### What to work on
Can you extract every line from the items below and reproduce each one unchanged, character for character?

──────── Supplied records

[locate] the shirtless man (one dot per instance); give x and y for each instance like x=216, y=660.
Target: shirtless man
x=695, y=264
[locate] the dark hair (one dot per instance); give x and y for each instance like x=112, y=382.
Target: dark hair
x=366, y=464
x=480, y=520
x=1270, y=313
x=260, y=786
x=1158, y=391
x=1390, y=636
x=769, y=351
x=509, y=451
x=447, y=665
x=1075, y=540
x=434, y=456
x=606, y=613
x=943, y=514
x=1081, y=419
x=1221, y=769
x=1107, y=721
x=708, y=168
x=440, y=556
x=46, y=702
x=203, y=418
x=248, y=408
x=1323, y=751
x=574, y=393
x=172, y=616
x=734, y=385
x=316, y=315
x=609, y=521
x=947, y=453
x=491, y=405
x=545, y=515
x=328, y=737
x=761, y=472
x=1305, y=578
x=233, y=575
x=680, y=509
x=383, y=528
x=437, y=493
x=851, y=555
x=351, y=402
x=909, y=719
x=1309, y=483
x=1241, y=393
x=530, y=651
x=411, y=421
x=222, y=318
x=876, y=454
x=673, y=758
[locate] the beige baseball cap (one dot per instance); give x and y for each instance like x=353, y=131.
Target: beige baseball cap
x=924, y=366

────────────────

### Solution for this problem
[locate] the shirtless man (one dot per instance); give x and y for each instance like x=216, y=660.
Target: shirtless man
x=695, y=264
[locate] the dark hair (one dot per instance); give x and y for each instance like x=112, y=382.
Target: dark hair
x=366, y=464
x=480, y=520
x=1270, y=313
x=260, y=786
x=1158, y=391
x=1390, y=636
x=769, y=351
x=509, y=451
x=447, y=665
x=1075, y=540
x=434, y=456
x=606, y=613
x=943, y=514
x=1081, y=419
x=1221, y=769
x=1107, y=721
x=708, y=168
x=440, y=556
x=46, y=702
x=203, y=418
x=248, y=408
x=1323, y=751
x=574, y=393
x=172, y=616
x=734, y=385
x=316, y=315
x=609, y=521
x=947, y=453
x=491, y=405
x=545, y=515
x=328, y=737
x=761, y=472
x=1305, y=578
x=233, y=575
x=680, y=509
x=383, y=528
x=437, y=493
x=851, y=555
x=351, y=402
x=909, y=719
x=1309, y=483
x=1241, y=393
x=530, y=651
x=411, y=421
x=222, y=318
x=876, y=454
x=673, y=758
[locate] the beige baseball cap (one dot per instance); give x and y for each instance like x=353, y=131.
Target: beige baseball cap
x=924, y=366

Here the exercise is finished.